L’assistenza sanitaria pubblica del futuro
L’assistenza sanitaria pubblica del futuro sarà quella in grado di conoscere e ri-conoscere ogni singolo assistito, per costruire intorno a lui una rete di offerta che lo accompagna in un percorso di assistenza e di cura, mettendo in relazione tutti gli attori. Questo passaggio diventa fondamentale soprattutto per le persone affette da patologie croniche o invalidanti, per le quali sulla base delle nuove evidenze scientifiche e sperimentazioni cliniche, sarà possibile anche personalizzare le terapie.
Un altro aspetto fondamentale delle modalità di funzionamento del mondo digitale, già presente in molti settori, e che dovrà essere abituale anche nel servizio sanitario pubblico, è la disintermediazione. L’ambito sanitario è uno di quelli in cui il rapporto diretto medico-paziente e la relazione di cura restano fondanti e irriducibili, come in qualsiasi servizio alla persona. Tuttavia nell’accesso ai servizi la rete offre oggi nuove opportunità di informazione, di semplificazione e di interazione. Un cittadino più informato, più responsabilizzato e più partecipe, tutela meglio la salute propria e della comunità in cui vive. Anche in questa direzione abbiamo ancora tantissima strada da fare, superando lungaggini burocratiche e puntando su una comunicazione più diretta ed efficace. Abbiamo insomma bisogno di costruire una sanità più vicina e digitale.

__________

**Esercizi da svolgere**
a - Secondo il testo sull'assistenza sanitaria pubblica, quale aspetto del mondo digitale dovrà diventare abituale anche nel servizio sanitario pubblico?
b - Trascrivi dal testo sull'assistenza sanitaria pubblica il passo compreso tra "Un altro aspetto" e "vicina e digitale.", estremi inclusi.

__________

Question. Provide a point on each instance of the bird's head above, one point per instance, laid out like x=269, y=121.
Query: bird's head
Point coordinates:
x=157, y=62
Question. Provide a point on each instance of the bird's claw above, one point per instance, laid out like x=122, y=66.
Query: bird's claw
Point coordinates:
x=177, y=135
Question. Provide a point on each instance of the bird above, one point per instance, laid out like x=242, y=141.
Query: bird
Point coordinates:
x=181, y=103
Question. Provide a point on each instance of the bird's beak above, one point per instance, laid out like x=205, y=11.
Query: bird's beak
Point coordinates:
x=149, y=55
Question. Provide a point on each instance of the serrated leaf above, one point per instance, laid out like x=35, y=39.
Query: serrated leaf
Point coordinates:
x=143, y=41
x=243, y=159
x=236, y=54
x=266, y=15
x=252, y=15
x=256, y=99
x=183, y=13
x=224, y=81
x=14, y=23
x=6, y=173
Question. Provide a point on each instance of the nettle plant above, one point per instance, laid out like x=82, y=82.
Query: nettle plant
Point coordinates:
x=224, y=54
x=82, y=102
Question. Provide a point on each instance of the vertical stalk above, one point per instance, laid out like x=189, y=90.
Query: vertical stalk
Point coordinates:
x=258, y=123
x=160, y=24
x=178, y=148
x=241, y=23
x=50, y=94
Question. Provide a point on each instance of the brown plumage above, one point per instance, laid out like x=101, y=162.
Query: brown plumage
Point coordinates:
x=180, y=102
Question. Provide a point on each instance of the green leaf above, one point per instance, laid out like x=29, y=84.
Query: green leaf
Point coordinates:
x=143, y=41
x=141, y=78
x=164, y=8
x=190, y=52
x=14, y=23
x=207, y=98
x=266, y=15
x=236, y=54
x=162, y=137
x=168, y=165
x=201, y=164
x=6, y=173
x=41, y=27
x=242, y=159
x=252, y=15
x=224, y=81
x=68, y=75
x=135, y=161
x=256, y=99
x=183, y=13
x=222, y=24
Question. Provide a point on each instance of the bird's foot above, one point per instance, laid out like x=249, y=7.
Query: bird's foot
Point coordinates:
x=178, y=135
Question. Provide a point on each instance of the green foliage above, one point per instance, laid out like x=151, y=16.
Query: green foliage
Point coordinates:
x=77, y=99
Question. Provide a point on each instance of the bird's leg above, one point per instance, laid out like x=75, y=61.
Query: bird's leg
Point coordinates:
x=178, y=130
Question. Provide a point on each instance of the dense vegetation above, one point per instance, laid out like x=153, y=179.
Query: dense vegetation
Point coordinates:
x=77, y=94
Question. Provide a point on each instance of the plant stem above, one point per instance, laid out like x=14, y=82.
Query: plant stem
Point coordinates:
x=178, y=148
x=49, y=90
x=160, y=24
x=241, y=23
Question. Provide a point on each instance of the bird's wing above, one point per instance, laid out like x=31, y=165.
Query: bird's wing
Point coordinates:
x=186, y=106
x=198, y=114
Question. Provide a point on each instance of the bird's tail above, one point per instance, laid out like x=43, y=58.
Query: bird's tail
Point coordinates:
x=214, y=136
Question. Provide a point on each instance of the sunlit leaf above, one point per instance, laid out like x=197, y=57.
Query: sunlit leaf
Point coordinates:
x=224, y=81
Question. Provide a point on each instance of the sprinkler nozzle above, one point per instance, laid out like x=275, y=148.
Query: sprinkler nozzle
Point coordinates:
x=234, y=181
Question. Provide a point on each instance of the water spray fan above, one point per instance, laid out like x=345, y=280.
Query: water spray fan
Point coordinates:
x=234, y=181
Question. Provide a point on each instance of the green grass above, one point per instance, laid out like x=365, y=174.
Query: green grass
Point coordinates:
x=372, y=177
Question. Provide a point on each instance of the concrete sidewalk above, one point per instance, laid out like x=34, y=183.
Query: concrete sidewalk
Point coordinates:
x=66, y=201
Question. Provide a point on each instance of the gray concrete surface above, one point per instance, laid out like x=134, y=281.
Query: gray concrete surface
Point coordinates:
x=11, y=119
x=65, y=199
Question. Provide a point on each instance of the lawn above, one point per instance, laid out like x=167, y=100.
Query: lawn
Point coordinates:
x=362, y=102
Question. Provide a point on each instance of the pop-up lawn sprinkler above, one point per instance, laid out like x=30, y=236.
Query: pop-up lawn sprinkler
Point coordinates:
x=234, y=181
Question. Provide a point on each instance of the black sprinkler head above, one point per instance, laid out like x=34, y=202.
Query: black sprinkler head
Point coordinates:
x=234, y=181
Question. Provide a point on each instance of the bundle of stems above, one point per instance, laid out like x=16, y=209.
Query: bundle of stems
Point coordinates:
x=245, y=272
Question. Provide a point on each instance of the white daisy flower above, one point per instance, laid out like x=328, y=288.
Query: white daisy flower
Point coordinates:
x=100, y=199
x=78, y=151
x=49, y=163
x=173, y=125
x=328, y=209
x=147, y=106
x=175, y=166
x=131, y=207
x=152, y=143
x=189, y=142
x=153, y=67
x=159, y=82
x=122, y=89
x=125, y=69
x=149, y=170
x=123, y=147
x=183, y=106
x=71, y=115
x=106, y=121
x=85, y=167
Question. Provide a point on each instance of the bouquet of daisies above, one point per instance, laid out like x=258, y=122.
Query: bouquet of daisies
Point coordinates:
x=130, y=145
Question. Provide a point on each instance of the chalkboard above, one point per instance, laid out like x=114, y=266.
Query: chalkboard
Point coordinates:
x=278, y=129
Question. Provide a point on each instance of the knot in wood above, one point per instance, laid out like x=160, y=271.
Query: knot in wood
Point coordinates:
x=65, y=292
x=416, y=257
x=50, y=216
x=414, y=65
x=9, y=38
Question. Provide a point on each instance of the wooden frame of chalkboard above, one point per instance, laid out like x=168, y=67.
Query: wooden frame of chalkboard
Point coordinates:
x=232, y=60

__________

**Risposte in ordine**
a - La disintermediazione.

b -
Un altro aspetto fondamentale delle modalità di funzionamento del mondo digitale, già presente in molti settori, e che dovrà essere abituale anche nel servizio sanitario pubblico, è la disintermediazione. L’ambito sanitario è uno di quelli in cui il rapporto diretto medico-paziente e la relazione di cura restano fondanti e irriducibili, come in qualsiasi servizio alla persona. Tuttavia nell’accesso ai servizi la rete offre oggi nuove opportunità di informazione, di semplificazione e di interazione. Un cittadino più informato, più responsabilizzato e più partecipe, tutela meglio la salute propria e della comunità in cui vive. Anche in questa direzione abbiamo ancora tantissima strada da fare, superando lungaggini burocratiche e puntando su una comunicazione più diretta ed efficace. Abbiamo insomma bisogno di costruire una sanità più vicina e digitale.